▶ **EXERCISE TASK**:
Reproduce every line of the data below verbatim, from first to last.

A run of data
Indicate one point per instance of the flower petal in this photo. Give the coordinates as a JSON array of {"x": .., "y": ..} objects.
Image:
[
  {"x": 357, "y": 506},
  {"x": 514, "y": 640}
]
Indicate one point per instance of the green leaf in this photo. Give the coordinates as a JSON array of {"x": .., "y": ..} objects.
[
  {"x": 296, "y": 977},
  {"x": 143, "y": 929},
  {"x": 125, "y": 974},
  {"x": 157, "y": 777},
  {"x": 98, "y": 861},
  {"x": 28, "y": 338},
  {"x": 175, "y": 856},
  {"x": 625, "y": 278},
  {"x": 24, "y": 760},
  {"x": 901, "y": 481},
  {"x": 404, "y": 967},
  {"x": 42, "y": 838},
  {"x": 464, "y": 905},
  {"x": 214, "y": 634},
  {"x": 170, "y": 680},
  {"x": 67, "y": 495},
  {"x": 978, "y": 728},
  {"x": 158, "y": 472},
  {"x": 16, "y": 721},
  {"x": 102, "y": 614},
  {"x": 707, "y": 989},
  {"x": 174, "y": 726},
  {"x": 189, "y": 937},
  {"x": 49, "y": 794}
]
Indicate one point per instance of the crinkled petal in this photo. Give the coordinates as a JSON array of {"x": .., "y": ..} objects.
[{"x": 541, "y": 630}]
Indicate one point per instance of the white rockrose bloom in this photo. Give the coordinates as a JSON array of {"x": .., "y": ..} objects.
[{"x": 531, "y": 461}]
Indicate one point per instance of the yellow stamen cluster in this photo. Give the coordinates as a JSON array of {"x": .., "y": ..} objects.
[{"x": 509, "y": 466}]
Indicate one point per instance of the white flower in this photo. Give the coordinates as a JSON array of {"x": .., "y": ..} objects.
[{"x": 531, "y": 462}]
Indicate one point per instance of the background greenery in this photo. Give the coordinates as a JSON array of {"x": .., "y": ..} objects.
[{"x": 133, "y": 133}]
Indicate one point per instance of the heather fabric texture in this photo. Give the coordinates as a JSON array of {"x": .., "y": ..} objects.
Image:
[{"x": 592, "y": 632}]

▶ **TASK RESULT**:
Indicate one point per instance of the flower petal in this photo. Give the coordinates as a JSON array of {"x": .., "y": ..} objects.
Image:
[
  {"x": 357, "y": 506},
  {"x": 514, "y": 640}
]
Indicate one point per instance of the green leaf in this photo. Give the coordinates as a JSON array of {"x": .., "y": ..} objects.
[
  {"x": 296, "y": 977},
  {"x": 143, "y": 929},
  {"x": 125, "y": 974},
  {"x": 157, "y": 777},
  {"x": 98, "y": 861},
  {"x": 28, "y": 338},
  {"x": 175, "y": 856},
  {"x": 625, "y": 278},
  {"x": 24, "y": 760},
  {"x": 901, "y": 481},
  {"x": 404, "y": 967},
  {"x": 42, "y": 838},
  {"x": 464, "y": 905},
  {"x": 214, "y": 634},
  {"x": 170, "y": 680},
  {"x": 67, "y": 495},
  {"x": 978, "y": 728},
  {"x": 158, "y": 472},
  {"x": 16, "y": 721},
  {"x": 102, "y": 614},
  {"x": 707, "y": 989},
  {"x": 174, "y": 726},
  {"x": 189, "y": 937},
  {"x": 49, "y": 794}
]
Indicate one point per instance of the crinkled petal in this photo. Give the coordinates as a JSON array of {"x": .., "y": ..} objects.
[{"x": 541, "y": 630}]
Indicate one point per instance of the white rockrose bloom in this photo. Give the coordinates as a JSON array of {"x": .., "y": ..} objects.
[{"x": 531, "y": 461}]
Indicate one point per instance of the yellow stamen cluster in this photo. Give the coordinates as a JSON array of {"x": .., "y": ..} objects.
[{"x": 509, "y": 466}]
Indicate one point per instance of the white flower in this photo. Give the coordinates as a JSON array of {"x": .., "y": ..} objects.
[{"x": 531, "y": 462}]
Indicate one point per instance of the background greenery in this photo. Give the coordinates as a JSON array of {"x": .., "y": ..} objects.
[{"x": 133, "y": 133}]
Indicate one point per instance of the heather fabric texture in this photo. Give the coordinates as a JSON array of {"x": .., "y": ..} objects.
Image:
[{"x": 592, "y": 632}]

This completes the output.